***** Text extract *****

A poem by Robert Sherwood appeared in the
Saturday Review of Literature:

Plodding feet

Tramp—tramp

The Grand Old Army’s

Breaking Camp.

Blare of bugles

Din—din

The New Deal is moving in.…

But where’s the army of the unemployed?

One would think they’d be overjoyed

To join this pageant of renown—

These festive rites.…

Washington, D.C., March 4, 1933.
Perched on the icy branches of the gaunt trees overlooking the Capitol’s east front, they waited for the ceremony to which they had no tickets: an old man in ancient, patched-up green tweeds; a pretty young redhead in a skimpy coat; an older woman in rags, her face lined with worry and pain; a college boy whose father was jobless. They watched the crowd below as rumors drifted through that Roosevelt had been shot, that the whole area was covered by army machine guns. The older woman prayed on her tree limb: “No more trouble, please, God. No more trouble.”

*****

#### Requirement
Answer these questions about the inauguration text above:
(a) In which publication did the poem by Robert Sherwood appear?
(b) What place and date head the prose passage?
(c) What two rumors drifted through the crowd?

***** Information given *****

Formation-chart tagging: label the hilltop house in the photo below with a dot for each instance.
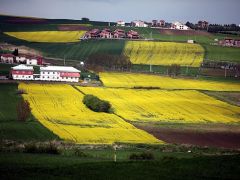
(229, 42)
(119, 33)
(139, 23)
(94, 33)
(202, 24)
(105, 33)
(133, 35)
(7, 58)
(179, 26)
(156, 23)
(121, 23)
(22, 72)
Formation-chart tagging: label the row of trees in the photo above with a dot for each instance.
(215, 28)
(96, 104)
(100, 62)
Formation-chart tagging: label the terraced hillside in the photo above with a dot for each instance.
(48, 36)
(164, 53)
(135, 80)
(60, 109)
(181, 106)
(10, 127)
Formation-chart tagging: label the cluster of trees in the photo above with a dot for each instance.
(96, 104)
(99, 62)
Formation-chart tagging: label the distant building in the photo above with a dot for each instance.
(94, 33)
(133, 35)
(154, 23)
(229, 42)
(7, 58)
(138, 23)
(22, 72)
(59, 73)
(119, 33)
(179, 26)
(105, 33)
(121, 23)
(190, 41)
(162, 23)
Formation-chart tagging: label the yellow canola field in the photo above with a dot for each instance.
(164, 53)
(60, 109)
(181, 106)
(131, 80)
(48, 36)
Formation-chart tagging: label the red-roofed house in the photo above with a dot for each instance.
(7, 58)
(133, 35)
(22, 72)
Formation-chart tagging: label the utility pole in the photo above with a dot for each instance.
(225, 73)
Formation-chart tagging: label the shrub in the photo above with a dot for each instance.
(141, 156)
(49, 148)
(96, 104)
(23, 110)
(174, 69)
(79, 153)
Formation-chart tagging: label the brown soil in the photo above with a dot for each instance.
(230, 97)
(223, 139)
(185, 32)
(218, 72)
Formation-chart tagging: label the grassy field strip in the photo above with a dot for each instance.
(164, 53)
(60, 109)
(10, 127)
(131, 80)
(184, 106)
(48, 36)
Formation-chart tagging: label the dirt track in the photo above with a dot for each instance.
(224, 139)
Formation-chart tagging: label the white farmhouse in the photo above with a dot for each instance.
(121, 23)
(179, 26)
(22, 72)
(59, 73)
(21, 59)
(7, 58)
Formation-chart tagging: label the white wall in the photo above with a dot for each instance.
(22, 77)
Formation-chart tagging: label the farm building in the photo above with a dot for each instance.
(229, 42)
(133, 35)
(119, 33)
(179, 26)
(94, 33)
(202, 24)
(22, 72)
(105, 33)
(29, 59)
(138, 23)
(7, 58)
(156, 23)
(59, 73)
(121, 23)
(162, 23)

*****

#### Exercise answer
(a) The Saturday Review of Literature
(b) Washington, D.C., March 4, 1933
(c) That Roosevelt had been shot, and that the whole area was covered by army machine guns